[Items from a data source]

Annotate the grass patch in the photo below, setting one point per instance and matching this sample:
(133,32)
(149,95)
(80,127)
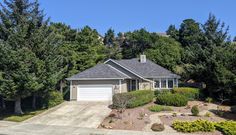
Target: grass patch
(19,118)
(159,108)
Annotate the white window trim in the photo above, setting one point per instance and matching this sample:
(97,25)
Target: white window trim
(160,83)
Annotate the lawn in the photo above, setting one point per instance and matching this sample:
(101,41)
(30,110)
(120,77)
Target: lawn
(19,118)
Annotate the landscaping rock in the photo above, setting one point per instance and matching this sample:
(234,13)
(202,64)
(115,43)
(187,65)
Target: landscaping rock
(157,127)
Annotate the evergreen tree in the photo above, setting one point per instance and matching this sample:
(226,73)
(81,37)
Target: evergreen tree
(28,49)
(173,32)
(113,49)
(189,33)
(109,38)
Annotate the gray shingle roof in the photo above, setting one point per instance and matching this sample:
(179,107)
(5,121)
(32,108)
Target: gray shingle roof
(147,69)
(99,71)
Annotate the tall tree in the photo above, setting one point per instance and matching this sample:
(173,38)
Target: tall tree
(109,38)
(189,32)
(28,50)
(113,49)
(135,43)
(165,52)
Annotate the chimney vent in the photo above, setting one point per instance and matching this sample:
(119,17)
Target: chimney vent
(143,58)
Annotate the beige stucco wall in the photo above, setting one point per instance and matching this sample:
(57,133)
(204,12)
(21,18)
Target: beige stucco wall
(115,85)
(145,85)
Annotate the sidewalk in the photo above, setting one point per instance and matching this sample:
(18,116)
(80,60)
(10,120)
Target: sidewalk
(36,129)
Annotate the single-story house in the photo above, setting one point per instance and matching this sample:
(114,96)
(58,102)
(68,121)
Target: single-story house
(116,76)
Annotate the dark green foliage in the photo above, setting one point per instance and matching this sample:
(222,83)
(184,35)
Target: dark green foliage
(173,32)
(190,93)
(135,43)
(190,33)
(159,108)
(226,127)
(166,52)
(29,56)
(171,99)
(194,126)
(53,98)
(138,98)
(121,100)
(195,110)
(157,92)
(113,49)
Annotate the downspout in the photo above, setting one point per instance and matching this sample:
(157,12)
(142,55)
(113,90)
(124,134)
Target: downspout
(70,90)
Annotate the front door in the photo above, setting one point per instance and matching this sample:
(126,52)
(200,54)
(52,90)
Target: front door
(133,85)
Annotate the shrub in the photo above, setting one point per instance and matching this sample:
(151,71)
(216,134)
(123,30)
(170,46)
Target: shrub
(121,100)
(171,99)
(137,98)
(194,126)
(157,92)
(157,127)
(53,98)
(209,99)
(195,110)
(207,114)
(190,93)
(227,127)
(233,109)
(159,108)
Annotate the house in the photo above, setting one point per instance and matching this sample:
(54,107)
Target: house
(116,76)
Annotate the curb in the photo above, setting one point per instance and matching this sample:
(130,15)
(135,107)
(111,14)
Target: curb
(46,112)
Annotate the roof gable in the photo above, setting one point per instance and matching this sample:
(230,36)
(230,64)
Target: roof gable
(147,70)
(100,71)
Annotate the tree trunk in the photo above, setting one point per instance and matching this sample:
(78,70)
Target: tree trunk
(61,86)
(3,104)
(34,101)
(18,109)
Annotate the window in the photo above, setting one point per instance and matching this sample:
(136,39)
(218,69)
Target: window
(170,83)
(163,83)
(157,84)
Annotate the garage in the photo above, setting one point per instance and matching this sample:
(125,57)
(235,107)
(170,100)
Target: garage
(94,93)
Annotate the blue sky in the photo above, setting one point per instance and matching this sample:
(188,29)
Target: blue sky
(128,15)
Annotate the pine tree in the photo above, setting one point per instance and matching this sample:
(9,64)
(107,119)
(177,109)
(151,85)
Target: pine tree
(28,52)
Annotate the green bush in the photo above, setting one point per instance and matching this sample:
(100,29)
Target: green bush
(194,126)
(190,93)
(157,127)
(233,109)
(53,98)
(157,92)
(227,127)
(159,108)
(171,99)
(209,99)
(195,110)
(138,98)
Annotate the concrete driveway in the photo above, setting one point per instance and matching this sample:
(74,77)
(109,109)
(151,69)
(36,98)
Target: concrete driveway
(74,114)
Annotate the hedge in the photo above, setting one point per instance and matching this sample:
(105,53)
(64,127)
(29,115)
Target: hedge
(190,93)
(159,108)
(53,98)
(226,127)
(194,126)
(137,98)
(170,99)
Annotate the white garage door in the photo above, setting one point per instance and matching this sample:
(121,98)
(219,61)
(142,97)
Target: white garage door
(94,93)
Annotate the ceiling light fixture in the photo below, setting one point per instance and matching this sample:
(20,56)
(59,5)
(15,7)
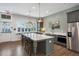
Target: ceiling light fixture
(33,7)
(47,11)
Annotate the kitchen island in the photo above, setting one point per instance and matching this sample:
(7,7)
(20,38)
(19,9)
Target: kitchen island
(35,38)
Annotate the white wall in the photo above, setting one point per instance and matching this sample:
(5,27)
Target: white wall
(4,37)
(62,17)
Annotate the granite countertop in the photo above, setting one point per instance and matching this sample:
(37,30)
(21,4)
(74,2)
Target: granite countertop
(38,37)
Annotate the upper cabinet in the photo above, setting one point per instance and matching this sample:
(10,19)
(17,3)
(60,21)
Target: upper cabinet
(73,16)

* [Task goal] Repeat all of the lines above exactly, omitting the pictures from your answer.

* [Exercise output]
Annotate the grass patch in the photo below, setting one point per instance and matching this sample:
(133,32)
(149,95)
(80,127)
Target: grass patch
(19,118)
(159,108)
Annotate the white window trim in the photo above, setting one point per instance and matching this sample:
(97,25)
Target: white window trim
(160,83)
Annotate the lawn in the photo above, setting one point per instance and matching this sample:
(101,41)
(30,110)
(120,77)
Target: lawn
(19,118)
Annotate the landscaping rock in the photo above, setting one point per instance and matching this sample:
(234,13)
(202,64)
(115,43)
(187,65)
Target: landscaping rock
(157,127)
Annotate the evergreen tree in the photo above, setting one point per instance and matching this sample:
(226,73)
(81,37)
Target: evergreen tree
(28,49)
(173,32)
(113,49)
(189,33)
(109,38)
Annotate the gray shingle roof in the photo above, setting one point per instance and matching this sample:
(179,107)
(5,121)
(32,108)
Target: gray shingle roof
(147,69)
(99,71)
Annotate the tall tree in the photo above, setting one point per instance and matching this sample:
(173,38)
Target: tall tree
(109,38)
(189,32)
(28,50)
(113,49)
(135,43)
(165,52)
Annotate the chimney vent in the photo above, setting one point per instance and matching this sample:
(119,17)
Target: chimney vent
(143,58)
Annotate the beige stucco wall in the photo above, setting one point per instance and matching this sample:
(57,133)
(204,12)
(21,18)
Target: beige stucco wall
(115,85)
(145,85)
Annotate the sidewalk in the photo above, setting one point per instance and matching this sample:
(18,116)
(80,60)
(10,120)
Target: sidewalk
(36,129)
Annotate the single-story house in the photo above, setting one point per instance and matching this sample:
(114,96)
(58,102)
(68,121)
Target: single-story house
(116,76)
Annotate the dark green foliage in the photo above, setting one point per instance and matching this sample:
(222,83)
(184,35)
Target: dark green foliage
(173,32)
(190,93)
(135,43)
(190,33)
(159,108)
(226,127)
(166,52)
(29,56)
(171,99)
(194,126)
(53,98)
(138,98)
(121,100)
(195,110)
(157,92)
(113,49)
Annotate the downspout in the photo above, setting one point per instance and matching this sample:
(157,12)
(142,55)
(113,90)
(124,134)
Target: downspout
(70,90)
Annotate the front door in the photo above, setting one point per instance and matching this sample:
(126,52)
(200,54)
(52,90)
Target: front door
(133,85)
Annotate the shrub in the photo above, setting one point per instance and matching this sample:
(151,71)
(216,134)
(123,30)
(170,46)
Target: shrub
(121,100)
(171,99)
(137,98)
(194,126)
(157,92)
(157,127)
(53,98)
(209,99)
(195,110)
(207,114)
(190,93)
(227,127)
(233,109)
(159,108)
Annotate the house in the photo above, setting one point per instance and matching this sample:
(54,107)
Target: house
(116,76)
Annotate the curb in the photo above, setting one point per instance and matching this sample:
(130,15)
(135,107)
(111,14)
Target: curb
(46,112)
Annotate the roof gable in the photo above, setting one point per instance and matching this sample:
(230,36)
(230,64)
Target: roof gable
(147,70)
(100,71)
Annotate the tree trunk in the photo above, setting one point per instance and matching this sample:
(78,70)
Target: tree trunk
(61,86)
(3,104)
(34,101)
(18,109)
Annotate the window in the photo above, setting one point per instance and matching this sample:
(136,39)
(218,69)
Target: window
(170,83)
(163,83)
(157,84)
Annotate the garage in the photo above, setting one point per instance and matching this sample:
(125,57)
(235,107)
(170,100)
Target: garage
(94,93)
Annotate the blue sky in the photo above, setting one point per instance and matching this sample:
(188,29)
Target: blue sky
(128,15)
Annotate the pine tree in the photo above, setting one point per instance and matching this sample:
(9,64)
(107,119)
(177,109)
(151,85)
Target: pine tree
(28,52)
Annotate the green bush in the photo above, setting one point per instance and matching this sample:
(100,29)
Target: green bush
(194,126)
(190,93)
(157,127)
(233,109)
(53,98)
(157,92)
(227,127)
(159,108)
(171,99)
(209,99)
(195,110)
(138,98)
Annotate the concrete driveway in the photo above, setting one point per instance and matching this sample:
(74,77)
(109,109)
(151,69)
(36,98)
Target: concrete driveway
(74,114)
Annotate the hedge in the photo above, setting one point per instance and matching this sample:
(105,53)
(64,127)
(29,115)
Target: hedge
(190,93)
(159,108)
(53,98)
(226,127)
(194,126)
(137,98)
(170,99)
Annotate the white garage door in the photo above, setting one point per instance and matching this sample:
(121,98)
(219,61)
(142,97)
Target: white garage door
(94,93)
Annotate the ceiling light fixture in the photo below, setting one point per instance and matching this sample:
(20,56)
(59,5)
(15,7)
Target: ceiling light fixture
(33,7)
(47,11)
Annotate the kitchen island in the photo above, setting one point per instance and matching this sample:
(7,7)
(20,38)
(19,9)
Target: kitchen island
(35,38)
Annotate the white wall in the photo above, setting one point per instance and matching this sample:
(5,27)
Target: white wall
(4,37)
(62,17)
Annotate the granite countertop in the photo above, setting one point per instance and matching this sample:
(37,30)
(21,4)
(74,2)
Target: granite countertop
(38,37)
Annotate the upper cabinet in the photo above, setting one point per instance and matching this sample:
(10,19)
(17,3)
(60,21)
Target: upper cabinet
(73,16)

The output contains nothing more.